### Material supplied
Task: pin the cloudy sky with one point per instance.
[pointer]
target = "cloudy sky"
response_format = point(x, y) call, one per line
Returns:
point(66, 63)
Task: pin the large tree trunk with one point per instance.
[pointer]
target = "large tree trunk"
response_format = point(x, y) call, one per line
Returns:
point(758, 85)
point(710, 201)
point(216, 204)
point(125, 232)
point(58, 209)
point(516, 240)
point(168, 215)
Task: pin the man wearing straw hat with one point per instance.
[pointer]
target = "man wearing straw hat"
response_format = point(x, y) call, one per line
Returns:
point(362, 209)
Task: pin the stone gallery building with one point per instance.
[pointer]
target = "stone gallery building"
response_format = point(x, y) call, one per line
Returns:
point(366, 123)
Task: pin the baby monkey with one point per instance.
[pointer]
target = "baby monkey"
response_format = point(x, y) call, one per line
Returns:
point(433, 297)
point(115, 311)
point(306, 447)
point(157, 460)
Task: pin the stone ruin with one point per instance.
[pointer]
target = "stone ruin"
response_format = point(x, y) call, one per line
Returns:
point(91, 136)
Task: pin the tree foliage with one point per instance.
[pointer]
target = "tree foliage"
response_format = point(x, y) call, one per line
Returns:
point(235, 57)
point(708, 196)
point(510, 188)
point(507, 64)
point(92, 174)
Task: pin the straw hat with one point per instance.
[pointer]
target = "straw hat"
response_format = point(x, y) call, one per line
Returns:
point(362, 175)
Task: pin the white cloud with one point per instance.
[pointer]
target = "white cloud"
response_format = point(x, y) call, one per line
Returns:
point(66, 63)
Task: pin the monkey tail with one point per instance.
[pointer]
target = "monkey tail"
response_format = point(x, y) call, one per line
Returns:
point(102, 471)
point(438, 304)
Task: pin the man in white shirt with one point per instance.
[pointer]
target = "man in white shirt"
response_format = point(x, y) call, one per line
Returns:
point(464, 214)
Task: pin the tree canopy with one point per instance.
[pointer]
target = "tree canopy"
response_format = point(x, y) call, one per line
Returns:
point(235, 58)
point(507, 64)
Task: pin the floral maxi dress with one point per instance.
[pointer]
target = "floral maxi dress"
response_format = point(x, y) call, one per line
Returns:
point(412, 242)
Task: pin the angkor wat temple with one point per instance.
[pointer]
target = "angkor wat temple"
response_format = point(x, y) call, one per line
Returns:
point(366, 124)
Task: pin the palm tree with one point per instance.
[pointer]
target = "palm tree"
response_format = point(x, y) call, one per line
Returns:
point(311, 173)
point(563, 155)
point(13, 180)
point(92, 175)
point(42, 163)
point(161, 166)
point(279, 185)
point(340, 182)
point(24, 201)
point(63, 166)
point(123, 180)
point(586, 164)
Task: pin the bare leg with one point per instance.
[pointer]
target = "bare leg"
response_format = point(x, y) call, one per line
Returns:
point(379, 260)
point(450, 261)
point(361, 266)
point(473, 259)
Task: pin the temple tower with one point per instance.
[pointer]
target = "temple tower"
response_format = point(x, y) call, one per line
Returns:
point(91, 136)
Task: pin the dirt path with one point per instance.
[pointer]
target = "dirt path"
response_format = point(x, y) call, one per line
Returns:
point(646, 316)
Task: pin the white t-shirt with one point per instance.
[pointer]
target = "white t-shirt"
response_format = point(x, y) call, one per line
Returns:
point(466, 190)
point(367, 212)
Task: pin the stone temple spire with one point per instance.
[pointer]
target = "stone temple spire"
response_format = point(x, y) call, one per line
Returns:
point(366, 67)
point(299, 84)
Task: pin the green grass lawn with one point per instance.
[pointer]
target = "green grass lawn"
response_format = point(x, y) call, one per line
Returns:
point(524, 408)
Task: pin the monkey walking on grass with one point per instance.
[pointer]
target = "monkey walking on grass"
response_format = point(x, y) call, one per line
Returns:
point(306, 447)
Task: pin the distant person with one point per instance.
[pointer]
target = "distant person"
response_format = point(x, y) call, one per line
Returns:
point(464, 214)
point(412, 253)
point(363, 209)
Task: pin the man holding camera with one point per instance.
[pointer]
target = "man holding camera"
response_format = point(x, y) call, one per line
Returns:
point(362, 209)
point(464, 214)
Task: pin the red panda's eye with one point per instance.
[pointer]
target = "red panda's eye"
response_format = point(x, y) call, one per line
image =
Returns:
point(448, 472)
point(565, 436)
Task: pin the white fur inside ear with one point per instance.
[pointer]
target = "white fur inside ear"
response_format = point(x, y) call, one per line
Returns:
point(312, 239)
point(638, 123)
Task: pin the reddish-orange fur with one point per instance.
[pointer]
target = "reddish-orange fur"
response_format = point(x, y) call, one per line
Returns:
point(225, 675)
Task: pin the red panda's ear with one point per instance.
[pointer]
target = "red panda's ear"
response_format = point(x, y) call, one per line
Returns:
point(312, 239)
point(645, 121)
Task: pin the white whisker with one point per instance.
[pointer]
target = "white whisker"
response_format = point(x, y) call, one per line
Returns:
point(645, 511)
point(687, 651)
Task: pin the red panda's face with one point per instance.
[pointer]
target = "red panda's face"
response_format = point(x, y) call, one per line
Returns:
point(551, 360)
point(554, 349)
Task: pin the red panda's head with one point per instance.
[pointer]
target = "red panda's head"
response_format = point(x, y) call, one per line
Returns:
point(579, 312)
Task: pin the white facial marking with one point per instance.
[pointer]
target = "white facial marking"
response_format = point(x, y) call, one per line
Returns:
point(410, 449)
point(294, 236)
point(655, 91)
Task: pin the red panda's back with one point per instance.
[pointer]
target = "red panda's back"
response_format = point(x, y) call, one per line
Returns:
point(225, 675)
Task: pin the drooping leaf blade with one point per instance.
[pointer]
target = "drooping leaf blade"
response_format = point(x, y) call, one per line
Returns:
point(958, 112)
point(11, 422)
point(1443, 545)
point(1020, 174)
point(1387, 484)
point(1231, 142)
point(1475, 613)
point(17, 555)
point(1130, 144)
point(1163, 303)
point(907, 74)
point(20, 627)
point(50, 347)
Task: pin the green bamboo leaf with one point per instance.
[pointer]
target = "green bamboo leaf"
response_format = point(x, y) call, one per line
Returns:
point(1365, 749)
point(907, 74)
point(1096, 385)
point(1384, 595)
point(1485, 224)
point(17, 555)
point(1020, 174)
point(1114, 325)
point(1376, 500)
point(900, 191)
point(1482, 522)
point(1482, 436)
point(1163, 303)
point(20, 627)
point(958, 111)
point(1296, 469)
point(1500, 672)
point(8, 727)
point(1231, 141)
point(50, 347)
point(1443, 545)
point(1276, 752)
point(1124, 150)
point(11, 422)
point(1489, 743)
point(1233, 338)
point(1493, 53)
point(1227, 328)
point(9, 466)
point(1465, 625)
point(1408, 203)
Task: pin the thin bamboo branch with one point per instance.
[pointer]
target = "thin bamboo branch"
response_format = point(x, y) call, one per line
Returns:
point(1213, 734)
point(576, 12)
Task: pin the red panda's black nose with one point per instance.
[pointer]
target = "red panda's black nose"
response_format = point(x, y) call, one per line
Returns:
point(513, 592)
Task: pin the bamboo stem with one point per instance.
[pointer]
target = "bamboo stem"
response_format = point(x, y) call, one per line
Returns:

### Written task
Retype the records above line for line, with no changes.

### The reply
Task: pin the cloudy sky with one point per instance.
[pointer]
target = "cloudy sky"
response_format = point(x, y) call, one per line
Returns:
point(66, 63)
Task: pin the large tree trunk with one point per instance.
[pointer]
target = "large tree trunk"
response_format = point(x, y) call, one per line
Returns:
point(758, 85)
point(710, 201)
point(216, 204)
point(125, 232)
point(58, 209)
point(516, 240)
point(168, 215)
Task: pin the man wearing straw hat with one point per instance.
[pointer]
target = "man wearing straw hat"
response_format = point(x, y) call, one per line
Returns:
point(362, 209)
Task: pin the stone gallery building with one point per instance.
[pointer]
target = "stone gallery building"
response_format = point(x, y) call, one per line
Returns:
point(366, 123)
Task: pin the baby monkey with one point per instance.
[pointer]
target = "baby monkey"
response_format = point(x, y) call, one per line
Returns:
point(433, 297)
point(115, 311)
point(306, 447)
point(157, 460)
Task: pin the stone ruin with one point per instance.
[pointer]
target = "stone ruin"
response_format = point(x, y) call, one per line
Returns:
point(91, 136)
Task: pin the tree foliage with one point per instance.
[pointer]
target = "tree foliage"
response_format = point(x, y) call, one per line
Returns:
point(235, 57)
point(708, 196)
point(510, 188)
point(507, 64)
point(92, 174)
Task: pin the straw hat with one point per instance.
[pointer]
target = "straw hat"
response_format = point(x, y) call, one per line
Returns:
point(362, 175)
Task: pin the white cloud with one point per instance.
[pointer]
target = "white cloud"
response_format = point(x, y) call, one per line
Returns:
point(66, 63)
Task: pin the monkey tail with one point per instance.
[pointer]
target = "monkey tail"
response_format = point(x, y) call, one per line
Returns:
point(102, 471)
point(438, 304)
Task: pin the man in white shirt with one point per instance.
[pointer]
target = "man in white shirt"
response_format = point(x, y) call, one per line
Returns:
point(464, 214)
Task: pin the tree canopy with one point per instance.
[pointer]
target = "tree canopy"
response_format = point(x, y) call, one per line
Returns:
point(235, 58)
point(507, 64)
Task: pin the floral maxi dress with one point per instance.
[pointer]
target = "floral maxi dress"
response_format = point(x, y) call, one per line
Returns:
point(412, 242)
Task: pin the angkor wat temple with one point per instance.
[pointer]
target = "angkor wat temple"
response_format = point(x, y) call, one per line
Returns:
point(366, 124)
Task: pin the palm tree with one point per instance.
[pointer]
target = "palm tree"
response_format = point(x, y) call, one per line
Returns:
point(311, 173)
point(563, 155)
point(13, 180)
point(92, 175)
point(42, 163)
point(161, 166)
point(279, 185)
point(340, 182)
point(24, 201)
point(63, 166)
point(123, 180)
point(586, 164)
Task: pin the bare leg with one point per instance.
[pointer]
target = "bare leg"
response_format = point(x, y) call, one per line
Returns:
point(379, 260)
point(450, 261)
point(361, 266)
point(473, 259)
Task: pin the temple tower with one point per instance.
[pointer]
target = "temple tower"
response_format = point(x, y) call, one per line
Returns:
point(91, 136)
Task: pin the dirt path with one point per instance.
[pointer]
target = "dirt path"
response_format = point(x, y) call, one per line
Returns:
point(646, 316)
Task: pin the white t-shirt with one point per instance.
[pointer]
target = "white t-shirt"
response_format = point(x, y) call, one per line
Returns:
point(466, 190)
point(367, 212)
Task: pin the stone temple spire with one point per instance.
[pointer]
target = "stone temple spire"
response_format = point(x, y) call, one per line
Returns:
point(366, 67)
point(299, 84)
Task: pin the green grass lawn with one point per instance.
[pointer]
target = "green grass lawn"
response_format = point(x, y) call, one per line
Returns:
point(524, 408)
Task: pin the monkey walking on grass with one point per instance.
[pointer]
target = "monkey walking on grass"
response_format = point(x, y) call, one per line
Returns:
point(306, 447)
Task: pin the distant person with one point per instance.
[pointer]
target = "distant person"
response_format = point(x, y) call, one per line
Returns:
point(464, 214)
point(412, 253)
point(363, 209)
Task: pin the man holding camera with one point per instance.
[pointer]
target = "man holding camera"
response_format = point(x, y) call, one per line
Returns:
point(362, 209)
point(464, 214)
Task: pin the red panda's eye with one point per instance.
[pointer]
target = "red panda's eye"
response_format = point(x, y) call, one per line
image =
Returns:
point(448, 472)
point(565, 436)
Task: pin the white fur inside ear with one point per instance.
[pointer]
target = "white fur inside ear"
response_format = point(x, y) call, one per line
Returns:
point(312, 239)
point(638, 123)
Task: pin the reddish-orange fur with one point per instance.
[pointer]
target = "reddish-orange fur"
response_format = point(x, y) call, one per line
Returns:
point(225, 675)
Task: pin the red panda's ear with one point per instance.
[pointer]
target = "red panda's ear"
response_format = point(x, y) call, one per line
Returns:
point(312, 239)
point(645, 121)
Task: pin the white whisker with one point per instance.
[pointer]
target = "white whisker"
response_format = point(x, y) call, one per line
Returns:
point(645, 511)
point(687, 651)
Task: pin the red panda's face with one point per instance.
[pointer]
target = "red panda's face"
response_format = point(x, y) call, one per line
Returns:
point(551, 360)
point(554, 349)
Task: pin the red panda's head with one point per instance.
[pointer]
target = "red panda's head"
response_format = point(x, y) call, one per line
Returns:
point(579, 312)
Task: pin the white facial marking with one point per instance.
[pointer]
target = "white facial marking"
response_format = point(x, y) call, one per line
Returns:
point(410, 449)
point(294, 236)
point(655, 91)
Task: pin the red panda's back with one point per instance.
[pointer]
target = "red panda's back"
response_format = point(x, y) call, one per line
Returns:
point(225, 675)
Task: pin the drooping leaf blade with one point per instance.
[pointer]
target = "drooping leaf blade"
response_format = point(x, y) call, one per line
Returns:
point(958, 112)
point(11, 422)
point(1443, 545)
point(1020, 174)
point(1387, 484)
point(1231, 142)
point(1475, 613)
point(17, 555)
point(1130, 144)
point(1163, 303)
point(907, 74)
point(20, 627)
point(50, 347)
Task: pin the green bamboo leaf with one point per instance.
[pointer]
target = "green bamboo leaf"
response_format = point(x, y) call, one per line
Returns:
point(1365, 749)
point(907, 74)
point(1096, 385)
point(1384, 595)
point(1485, 224)
point(17, 555)
point(1020, 174)
point(1114, 325)
point(1376, 500)
point(900, 191)
point(1482, 522)
point(1482, 436)
point(1163, 303)
point(20, 627)
point(958, 111)
point(1296, 469)
point(1500, 672)
point(8, 727)
point(1231, 141)
point(50, 347)
point(1443, 545)
point(1276, 752)
point(1124, 150)
point(11, 422)
point(1489, 743)
point(1233, 338)
point(1493, 53)
point(1227, 328)
point(9, 466)
point(1465, 625)
point(1408, 203)
Task: pin the thin bamboo branch with one point per instance.
[pointer]
target = "thin bamboo branch"
response_format = point(x, y) call, one per line
Returns:
point(1213, 734)
point(576, 12)
Task: pin the red panda's black nose with one point per instance.
[pointer]
target = "red panda's black nose"
response_format = point(x, y) call, one per line
Returns:
point(513, 592)
Task: pin the bamboo stem with one point per instance.
[pointer]
target = "bamboo stem"
response_format = point(x, y) call, one per line
Returns:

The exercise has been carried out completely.